#### Task to complete:
Extract the spaCy dependency-parse notebook code below verbatim and in full, changing nothing.

In [28]:
import spacy
import pandas as pd
import os
import sys



BASE_PATH = os.path.abspath(os.path.join('..')) # base path of project

file_path = BASE_PATH + '/data/raw/amazon_reviews_us_Electronics_v1_00.tsv'

raw_data = pd.read_table(file_path,error_bad_lines=False, nrows=100)

#review_body = raw_data['review_body']
reviews = raw_data[['review_id', 'review_body']]
nlp=spacy.load("en_core_web_lg")


In [29]:
def apply_extraction(row,nlp):
    review_body = row['review_body']
    review_id = row['review_id']

    doc=nlp(review_body)


    ## FIRST RULE OF DEPENDANCY PARSE -
    ## M - Sentiment modifier || A - Aspect
    ## RULE = M is child of A with a relationshio of amod
    rule1_pairs = []
    for token in doc:
        if token.dep_ == "amod":
            rule1_pairs.append((token.head.text, token.text))
            #return row['height'] * row['width']


    ## SECOND RULE OF DEPENDANCY PARSE -
    ## M - Sentiment modifier || A - Aspect
    #Direct Object - A is a child of something with relationship of nsubj, while
    # M is a child of the same something with relationship of dobj
    #Assumption - A verb will have only one NSUBJ and DOBJ

    rule2_pairs = []
    for token in doc:
        children = token.children
        A = "999999"
        M = "999999"
        for child in children :
            if(child.dep_ == "nsubj"):
                A = child.text
            if(child.dep_ == "dobj"):
                M = child.text
        if(A != "999999" and M != "999999"):
            rule2_pairs.append((A, M))

#### Data rows:
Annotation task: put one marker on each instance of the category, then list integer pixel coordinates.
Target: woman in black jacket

--

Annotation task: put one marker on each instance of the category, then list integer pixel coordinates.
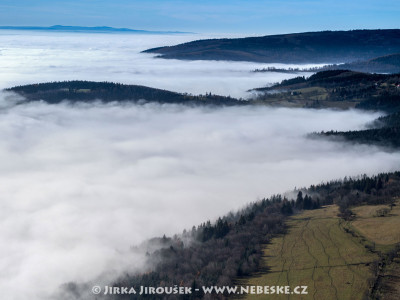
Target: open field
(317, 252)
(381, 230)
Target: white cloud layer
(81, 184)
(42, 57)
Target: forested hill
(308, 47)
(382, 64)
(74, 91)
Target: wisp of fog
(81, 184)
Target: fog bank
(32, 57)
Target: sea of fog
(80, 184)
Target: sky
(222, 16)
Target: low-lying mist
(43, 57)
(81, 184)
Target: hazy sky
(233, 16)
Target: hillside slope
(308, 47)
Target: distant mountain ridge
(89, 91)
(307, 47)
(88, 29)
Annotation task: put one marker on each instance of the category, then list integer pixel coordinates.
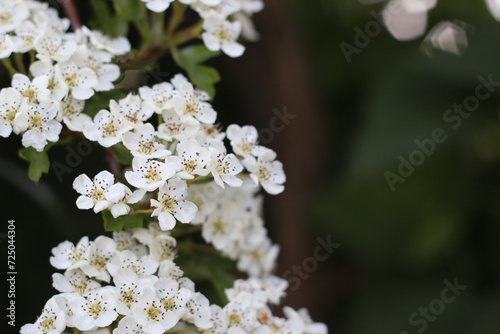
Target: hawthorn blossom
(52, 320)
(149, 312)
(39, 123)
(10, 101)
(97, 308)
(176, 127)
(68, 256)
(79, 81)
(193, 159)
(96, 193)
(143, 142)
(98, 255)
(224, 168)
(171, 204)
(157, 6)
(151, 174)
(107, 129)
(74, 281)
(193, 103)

#### Written reply:
In [28]:
import spacy
import pandas as pd
import os
import sys



BASE_PATH = os.path.abspath(os.path.join('..')) # base path of project

file_path = BASE_PATH + '/data/raw/amazon_reviews_us_Electronics_v1_00.tsv'

raw_data = pd.read_table(file_path,error_bad_lines=False, nrows=100)

#review_body = raw_data['review_body']
reviews = raw_data[['review_id', 'review_body']]
nlp=spacy.load("en_core_web_lg")


In [29]:
def apply_extraction(row,nlp):
    review_body = row['review_body']
    review_id = row['review_id']

    doc=nlp(review_body)


    ## FIRST RULE OF DEPENDANCY PARSE -
    ## M - Sentiment modifier || A - Aspect
    ## RULE = M is child of A with a relationshio of amod
    rule1_pairs = []
    for token in doc:
        if token.dep_ == "amod":
            rule1_pairs.append((token.head.text, token.text))
            #return row['height'] * row['width']


    ## SECOND RULE OF DEPENDANCY PARSE -
    ## M - Sentiment modifier || A - Aspect
    #Direct Object - A is a child of something with relationship of nsubj, while
    # M is a child of the same something with relationship of dobj
    #Assumption - A verb will have only one NSUBJ and DOBJ

    rule2_pairs = []
    for token in doc:
        children = token.children
        A = "999999"
        M = "999999"
        for child in children :
            if(child.dep_ == "nsubj"):
                A = child.text
            if(child.dep_ == "dobj"):
                M = child.text
        if(A != "999999" and M != "999999"):
            rule2_pairs.append((A, M))